EXERCISE OBJECTIVE: Reproduce verbatim the stretch of the data from the line containing "For the evaluation set, locate the paper" through the line containing "x=314 y=136", including both of those lines.

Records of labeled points
++++++++

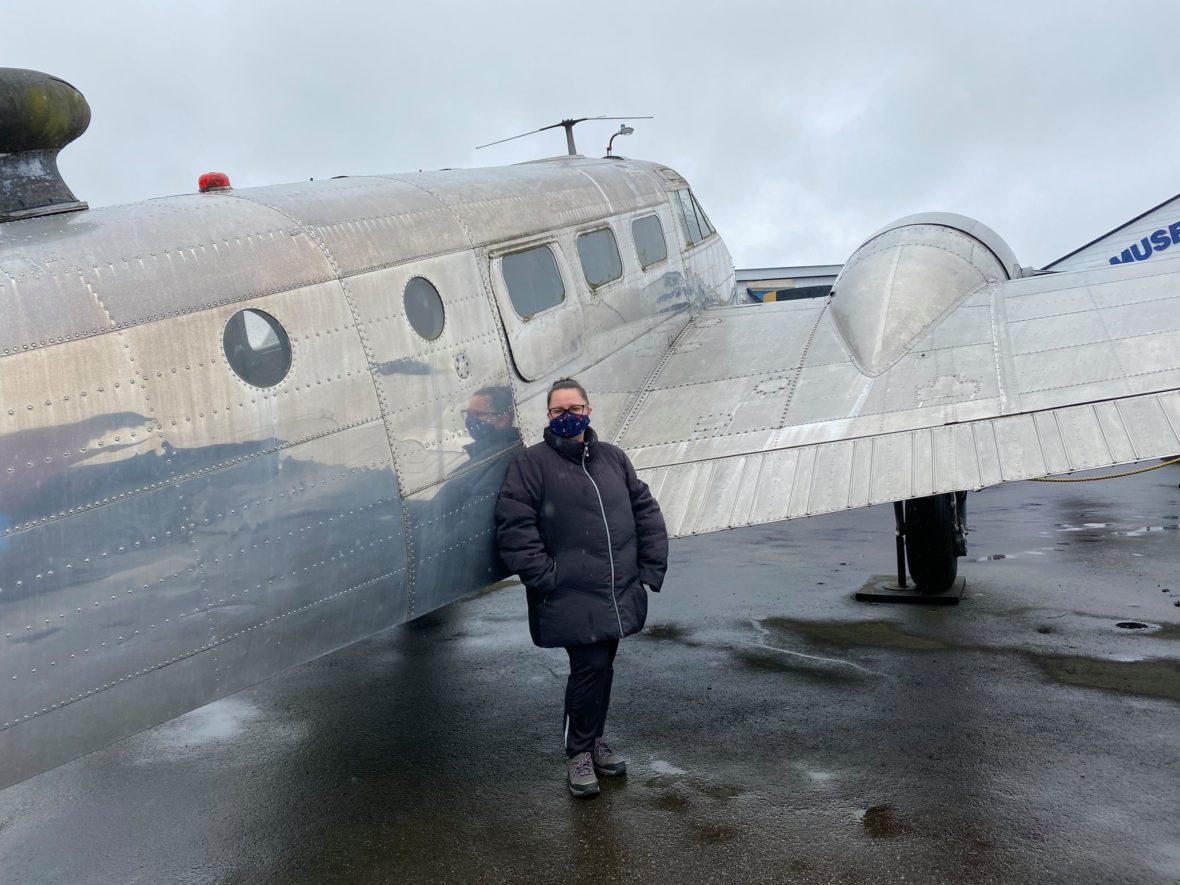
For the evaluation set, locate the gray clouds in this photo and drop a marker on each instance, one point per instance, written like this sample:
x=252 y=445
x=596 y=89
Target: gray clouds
x=801 y=128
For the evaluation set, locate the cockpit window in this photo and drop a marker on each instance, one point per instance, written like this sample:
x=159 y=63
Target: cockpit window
x=600 y=256
x=649 y=242
x=424 y=308
x=257 y=348
x=696 y=224
x=532 y=280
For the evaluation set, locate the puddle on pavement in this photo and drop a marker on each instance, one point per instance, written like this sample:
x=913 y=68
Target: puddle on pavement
x=673 y=801
x=759 y=659
x=1151 y=679
x=674 y=633
x=847 y=634
x=882 y=821
x=715 y=833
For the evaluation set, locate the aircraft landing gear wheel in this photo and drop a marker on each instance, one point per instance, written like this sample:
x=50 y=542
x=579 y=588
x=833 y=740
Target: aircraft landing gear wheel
x=932 y=542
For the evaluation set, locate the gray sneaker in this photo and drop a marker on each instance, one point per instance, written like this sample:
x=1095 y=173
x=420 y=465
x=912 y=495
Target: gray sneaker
x=579 y=774
x=605 y=760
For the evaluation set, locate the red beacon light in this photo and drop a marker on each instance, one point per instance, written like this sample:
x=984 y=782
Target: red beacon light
x=212 y=181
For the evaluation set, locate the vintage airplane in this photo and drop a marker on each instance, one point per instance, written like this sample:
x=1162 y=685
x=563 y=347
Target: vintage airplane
x=242 y=428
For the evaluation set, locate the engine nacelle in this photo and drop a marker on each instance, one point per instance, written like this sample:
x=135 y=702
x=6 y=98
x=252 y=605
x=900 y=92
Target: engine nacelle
x=906 y=276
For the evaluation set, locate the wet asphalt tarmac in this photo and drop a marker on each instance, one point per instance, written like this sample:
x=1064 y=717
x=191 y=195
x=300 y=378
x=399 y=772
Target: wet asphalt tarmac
x=777 y=729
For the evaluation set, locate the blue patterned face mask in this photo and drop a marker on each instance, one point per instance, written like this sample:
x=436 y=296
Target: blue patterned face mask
x=569 y=425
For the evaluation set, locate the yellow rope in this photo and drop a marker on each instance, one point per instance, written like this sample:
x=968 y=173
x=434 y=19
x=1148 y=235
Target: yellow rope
x=1110 y=476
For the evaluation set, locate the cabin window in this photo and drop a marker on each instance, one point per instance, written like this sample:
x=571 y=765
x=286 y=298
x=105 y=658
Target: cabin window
x=424 y=308
x=600 y=256
x=649 y=242
x=532 y=280
x=257 y=348
x=696 y=225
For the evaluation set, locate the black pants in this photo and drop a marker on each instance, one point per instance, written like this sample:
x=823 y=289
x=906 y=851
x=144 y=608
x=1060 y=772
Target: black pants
x=588 y=694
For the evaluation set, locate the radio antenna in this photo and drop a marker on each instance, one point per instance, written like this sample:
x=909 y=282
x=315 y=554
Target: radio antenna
x=568 y=125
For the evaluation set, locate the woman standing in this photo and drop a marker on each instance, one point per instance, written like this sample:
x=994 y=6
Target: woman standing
x=588 y=541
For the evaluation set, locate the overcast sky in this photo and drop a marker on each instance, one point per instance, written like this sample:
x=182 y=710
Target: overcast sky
x=802 y=128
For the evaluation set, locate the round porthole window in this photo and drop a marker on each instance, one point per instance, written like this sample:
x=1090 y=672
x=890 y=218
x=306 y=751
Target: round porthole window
x=424 y=308
x=257 y=348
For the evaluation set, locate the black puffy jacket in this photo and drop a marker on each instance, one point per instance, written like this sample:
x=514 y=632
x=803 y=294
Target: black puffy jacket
x=584 y=535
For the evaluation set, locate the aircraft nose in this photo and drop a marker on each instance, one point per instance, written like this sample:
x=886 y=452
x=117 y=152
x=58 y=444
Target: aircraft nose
x=904 y=277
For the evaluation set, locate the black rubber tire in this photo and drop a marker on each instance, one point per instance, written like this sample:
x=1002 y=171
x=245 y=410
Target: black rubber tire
x=930 y=542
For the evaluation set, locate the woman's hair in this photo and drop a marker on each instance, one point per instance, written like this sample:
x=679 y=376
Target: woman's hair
x=566 y=384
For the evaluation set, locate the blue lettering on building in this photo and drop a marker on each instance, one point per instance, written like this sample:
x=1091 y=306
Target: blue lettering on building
x=1155 y=242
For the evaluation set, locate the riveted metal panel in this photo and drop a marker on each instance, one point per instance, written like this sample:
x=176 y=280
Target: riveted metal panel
x=502 y=204
x=43 y=299
x=1082 y=434
x=988 y=453
x=923 y=464
x=453 y=530
x=860 y=479
x=832 y=474
x=367 y=222
x=746 y=493
x=967 y=460
x=826 y=393
x=1051 y=332
x=1018 y=447
x=892 y=471
x=91 y=601
x=676 y=496
x=426 y=385
x=1159 y=351
x=720 y=496
x=801 y=486
x=171 y=256
x=1053 y=446
x=1059 y=302
x=276 y=533
x=1147 y=425
x=1114 y=433
x=76 y=431
x=196 y=399
x=1140 y=319
x=1067 y=367
x=775 y=482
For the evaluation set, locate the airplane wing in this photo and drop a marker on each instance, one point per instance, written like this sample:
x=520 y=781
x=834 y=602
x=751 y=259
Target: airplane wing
x=932 y=367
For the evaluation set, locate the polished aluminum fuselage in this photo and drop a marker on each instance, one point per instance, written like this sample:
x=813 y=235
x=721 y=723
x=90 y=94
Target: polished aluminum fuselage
x=170 y=533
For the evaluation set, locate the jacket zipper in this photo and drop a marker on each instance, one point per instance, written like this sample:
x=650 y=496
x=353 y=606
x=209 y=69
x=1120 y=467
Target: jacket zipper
x=610 y=550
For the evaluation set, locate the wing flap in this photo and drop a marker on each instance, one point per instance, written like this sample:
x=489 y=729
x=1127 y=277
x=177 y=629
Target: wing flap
x=771 y=486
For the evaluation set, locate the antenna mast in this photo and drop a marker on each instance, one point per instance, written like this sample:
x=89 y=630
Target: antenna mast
x=568 y=125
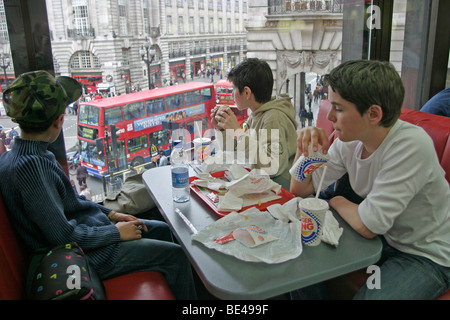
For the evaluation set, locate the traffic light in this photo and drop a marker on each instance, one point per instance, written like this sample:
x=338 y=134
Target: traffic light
x=114 y=133
x=99 y=146
x=114 y=136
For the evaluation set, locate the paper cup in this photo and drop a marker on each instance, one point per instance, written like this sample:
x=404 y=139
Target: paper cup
x=312 y=213
x=305 y=166
x=202 y=149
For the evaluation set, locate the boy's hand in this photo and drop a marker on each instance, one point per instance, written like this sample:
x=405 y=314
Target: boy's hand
x=314 y=136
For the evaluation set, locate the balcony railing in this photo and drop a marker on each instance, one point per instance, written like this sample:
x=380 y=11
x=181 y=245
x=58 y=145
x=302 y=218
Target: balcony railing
x=304 y=6
x=81 y=33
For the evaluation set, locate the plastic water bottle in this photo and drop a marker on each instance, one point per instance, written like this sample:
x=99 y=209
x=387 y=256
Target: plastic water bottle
x=180 y=173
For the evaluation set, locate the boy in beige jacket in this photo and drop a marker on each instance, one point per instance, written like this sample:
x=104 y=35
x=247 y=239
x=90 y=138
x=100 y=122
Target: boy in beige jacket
x=269 y=139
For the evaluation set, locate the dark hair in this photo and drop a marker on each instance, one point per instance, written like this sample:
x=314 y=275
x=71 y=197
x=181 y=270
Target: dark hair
x=368 y=82
x=255 y=74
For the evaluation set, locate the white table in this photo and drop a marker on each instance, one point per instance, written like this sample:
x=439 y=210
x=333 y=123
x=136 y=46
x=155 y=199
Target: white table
x=227 y=277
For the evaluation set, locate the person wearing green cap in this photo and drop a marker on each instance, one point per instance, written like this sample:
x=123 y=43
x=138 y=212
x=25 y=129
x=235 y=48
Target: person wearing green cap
x=47 y=212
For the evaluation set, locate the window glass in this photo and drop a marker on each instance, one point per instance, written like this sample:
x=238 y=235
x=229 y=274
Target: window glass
x=137 y=143
x=174 y=101
x=192 y=97
x=206 y=94
x=159 y=138
x=221 y=89
x=89 y=154
x=134 y=110
x=155 y=106
x=88 y=114
x=113 y=115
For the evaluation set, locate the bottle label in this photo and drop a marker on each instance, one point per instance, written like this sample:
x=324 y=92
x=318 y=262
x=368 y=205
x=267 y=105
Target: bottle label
x=180 y=177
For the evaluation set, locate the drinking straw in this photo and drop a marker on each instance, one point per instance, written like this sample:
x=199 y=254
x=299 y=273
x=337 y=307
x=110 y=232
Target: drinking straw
x=321 y=180
x=331 y=135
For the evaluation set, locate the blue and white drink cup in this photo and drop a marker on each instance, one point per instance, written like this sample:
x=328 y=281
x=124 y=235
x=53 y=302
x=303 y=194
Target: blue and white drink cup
x=312 y=215
x=202 y=149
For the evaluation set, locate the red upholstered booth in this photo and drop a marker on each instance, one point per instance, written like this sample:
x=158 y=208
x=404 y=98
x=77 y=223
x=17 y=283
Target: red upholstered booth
x=438 y=127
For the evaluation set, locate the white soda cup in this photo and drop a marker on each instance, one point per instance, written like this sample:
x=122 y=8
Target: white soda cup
x=312 y=211
x=202 y=149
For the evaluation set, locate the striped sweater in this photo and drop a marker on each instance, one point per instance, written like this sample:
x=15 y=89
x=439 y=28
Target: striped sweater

++++++++

TASK RESULT:
For the evaluation set, locate the paper cup in this photo and drop a marker on each instance, one point per instance, written like this sample:
x=404 y=139
Target: paper cup
x=312 y=213
x=305 y=166
x=202 y=149
For the evaluation set, locate the boy's hand in this photo and drop a marker on each instance, one point per instance, written like this sample:
x=405 y=314
Target: boy's hand
x=314 y=136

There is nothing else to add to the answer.